GIVEN DATA Start Marker

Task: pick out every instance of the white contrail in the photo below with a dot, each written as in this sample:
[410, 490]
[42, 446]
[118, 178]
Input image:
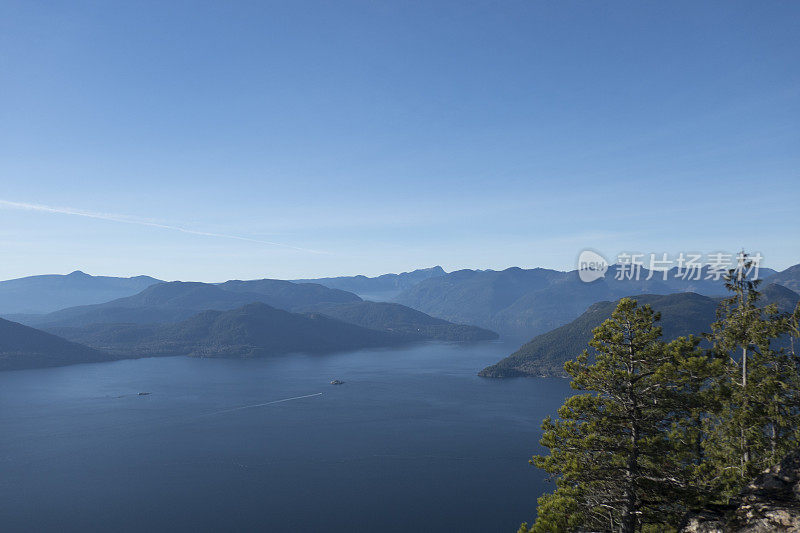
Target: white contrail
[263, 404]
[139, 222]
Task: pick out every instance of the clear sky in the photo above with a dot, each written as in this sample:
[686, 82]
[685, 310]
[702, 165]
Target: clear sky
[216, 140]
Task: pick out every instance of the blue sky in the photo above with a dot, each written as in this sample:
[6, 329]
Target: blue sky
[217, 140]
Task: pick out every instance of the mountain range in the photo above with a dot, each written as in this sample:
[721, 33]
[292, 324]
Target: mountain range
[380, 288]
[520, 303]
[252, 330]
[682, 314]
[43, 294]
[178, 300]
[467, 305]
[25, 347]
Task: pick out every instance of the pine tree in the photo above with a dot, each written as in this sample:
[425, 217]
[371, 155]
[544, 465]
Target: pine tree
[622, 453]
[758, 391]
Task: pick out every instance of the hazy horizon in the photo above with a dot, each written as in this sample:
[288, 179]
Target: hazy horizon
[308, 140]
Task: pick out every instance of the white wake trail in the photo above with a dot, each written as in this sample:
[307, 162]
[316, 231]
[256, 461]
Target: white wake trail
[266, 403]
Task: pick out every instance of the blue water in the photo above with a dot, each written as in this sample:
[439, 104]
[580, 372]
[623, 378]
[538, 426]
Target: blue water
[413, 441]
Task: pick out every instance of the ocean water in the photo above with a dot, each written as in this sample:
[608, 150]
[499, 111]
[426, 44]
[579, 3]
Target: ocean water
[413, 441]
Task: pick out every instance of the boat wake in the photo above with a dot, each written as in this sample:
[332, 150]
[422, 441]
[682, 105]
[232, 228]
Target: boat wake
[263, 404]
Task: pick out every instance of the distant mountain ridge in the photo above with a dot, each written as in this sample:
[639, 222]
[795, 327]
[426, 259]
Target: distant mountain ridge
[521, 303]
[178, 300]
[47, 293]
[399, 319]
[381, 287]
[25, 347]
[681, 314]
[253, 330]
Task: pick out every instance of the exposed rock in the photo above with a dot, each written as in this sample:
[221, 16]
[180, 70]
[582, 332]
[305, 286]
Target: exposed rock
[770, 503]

GIVEN DATA End Marker
GIVEN DATA Start Marker

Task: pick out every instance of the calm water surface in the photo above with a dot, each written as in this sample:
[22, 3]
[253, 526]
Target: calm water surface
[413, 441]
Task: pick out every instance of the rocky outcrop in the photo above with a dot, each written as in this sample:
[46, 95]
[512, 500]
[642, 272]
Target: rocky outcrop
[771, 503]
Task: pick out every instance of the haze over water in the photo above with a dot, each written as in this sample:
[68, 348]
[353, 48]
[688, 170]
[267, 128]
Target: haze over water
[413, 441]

GIVEN DATA End Marker

* TASK DIRECTIONS:
Starting at the line above that contains "Task: pick out every instance of the clear", write out each line exactly until the line that contains "Task: pick out every instance of the mountain" has been written, and stop there.

* TASK ANSWER:
Task: pick out every instance of the clear sky in the photo above with a dot, each written as in this sample:
[686, 82]
[685, 310]
[702, 165]
Target: clear sky
[216, 140]
Task: pick out every instance of the blue sky in the photo above with a dot, each written as in this sample:
[6, 329]
Target: blue sky
[217, 140]
Task: pick out every instance of the mountain range in the photo above with a dot, each written as in this sample:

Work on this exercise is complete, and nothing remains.